== Excerpted text ==
[Start of Attachment]

WASHINGTON (AP) The first time that Dr. Anthony Bianchi came onto a patient, California’s medical board alleged, the gynecologist placed a chair against the exam room door, put his fingers into the woman’s vagina and exposed his erect penis.
The second time, the board claimed, he told a patient that he couldn’t stop staring at her breasts and recounted a dream in which he performed oral sex on her in the office.
The third time, the board charged, he told a pregnant patient suffering from vaginal bleeding that she shouldn’t shave her pubic hair before her next visit, as he was getting too excited.
These episodes led to disciplinary actions by the state’s medical board in 2012 and in 2016. Bianchi agreed not contest the charges, and he held onto his medical license. Under a settlement with California’s medical board, he agreed to seek therapy and refrain from treating women during five years of probation.

[End of Attachment]

== Exercise set ==
A: In the news article about Dr. Anthony Bianchi, in which years did California's medical board take disciplinary action against him?
B: Please go on with the news article about Dr. Anthony Bianchi, starting right after its last sentence.

== Provided records ==
[Start of Attachment]

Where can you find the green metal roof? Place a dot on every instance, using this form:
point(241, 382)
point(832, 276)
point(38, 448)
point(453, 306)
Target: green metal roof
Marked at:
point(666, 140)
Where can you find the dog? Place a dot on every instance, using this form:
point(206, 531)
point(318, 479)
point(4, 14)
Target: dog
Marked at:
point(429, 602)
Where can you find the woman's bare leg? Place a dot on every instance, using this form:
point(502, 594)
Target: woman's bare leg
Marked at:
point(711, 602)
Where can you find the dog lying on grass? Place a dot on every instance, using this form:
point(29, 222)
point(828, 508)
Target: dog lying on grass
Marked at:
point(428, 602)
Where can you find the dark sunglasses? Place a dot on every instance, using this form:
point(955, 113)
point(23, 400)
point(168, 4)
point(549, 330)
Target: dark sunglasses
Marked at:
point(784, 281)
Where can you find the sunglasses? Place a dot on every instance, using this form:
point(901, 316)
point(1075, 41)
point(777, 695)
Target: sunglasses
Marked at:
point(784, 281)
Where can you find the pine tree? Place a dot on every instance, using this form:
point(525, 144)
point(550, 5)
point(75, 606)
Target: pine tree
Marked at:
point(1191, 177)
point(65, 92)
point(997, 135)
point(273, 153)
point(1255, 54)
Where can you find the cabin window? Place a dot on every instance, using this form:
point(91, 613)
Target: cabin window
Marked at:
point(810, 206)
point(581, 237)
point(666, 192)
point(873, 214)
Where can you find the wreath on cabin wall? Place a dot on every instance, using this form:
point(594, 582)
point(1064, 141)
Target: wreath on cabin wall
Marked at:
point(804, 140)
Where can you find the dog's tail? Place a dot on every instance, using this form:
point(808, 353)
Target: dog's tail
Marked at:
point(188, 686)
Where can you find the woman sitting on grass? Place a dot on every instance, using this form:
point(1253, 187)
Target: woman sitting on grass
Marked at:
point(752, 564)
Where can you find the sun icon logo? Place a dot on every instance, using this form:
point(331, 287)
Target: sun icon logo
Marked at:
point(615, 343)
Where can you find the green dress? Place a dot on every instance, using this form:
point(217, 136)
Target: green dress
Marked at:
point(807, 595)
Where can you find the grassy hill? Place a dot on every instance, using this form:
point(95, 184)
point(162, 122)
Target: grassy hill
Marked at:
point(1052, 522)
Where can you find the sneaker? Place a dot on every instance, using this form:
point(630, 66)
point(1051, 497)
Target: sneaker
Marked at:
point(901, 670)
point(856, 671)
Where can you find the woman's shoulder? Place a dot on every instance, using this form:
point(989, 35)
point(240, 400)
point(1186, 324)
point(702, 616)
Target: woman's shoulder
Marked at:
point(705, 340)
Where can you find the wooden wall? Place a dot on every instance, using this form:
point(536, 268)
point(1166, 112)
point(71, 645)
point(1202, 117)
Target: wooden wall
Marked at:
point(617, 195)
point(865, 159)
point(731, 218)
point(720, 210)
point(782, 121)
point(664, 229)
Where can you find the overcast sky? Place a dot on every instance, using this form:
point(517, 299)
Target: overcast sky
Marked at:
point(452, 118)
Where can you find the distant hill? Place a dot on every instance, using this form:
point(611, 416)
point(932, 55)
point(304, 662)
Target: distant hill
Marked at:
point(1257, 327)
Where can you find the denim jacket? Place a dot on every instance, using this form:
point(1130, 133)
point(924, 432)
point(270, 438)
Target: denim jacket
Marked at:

[End of Attachment]

== Results by task ==
A: 2012 and 2016.

B:
Bianchi did not respond to telephone messages from The Associated Press left for him at the workers’ compensation clinic in Fresno, California, where he now evaluates occupational health claims.
In recent months, Hollywood moguls, elite journalists and top politicians have been pushed out of their jobs or resigned their posts in the wake allegations of sexual misconduct. In contrast, the world of medicine is often more forgiving, according to an AP investigation.
When the doctors are disciplined, the punishment often consists of a short suspension paired with mandatory therapy that treats sexually abusive behavior as a symptom of an illness or addiction, the AP found.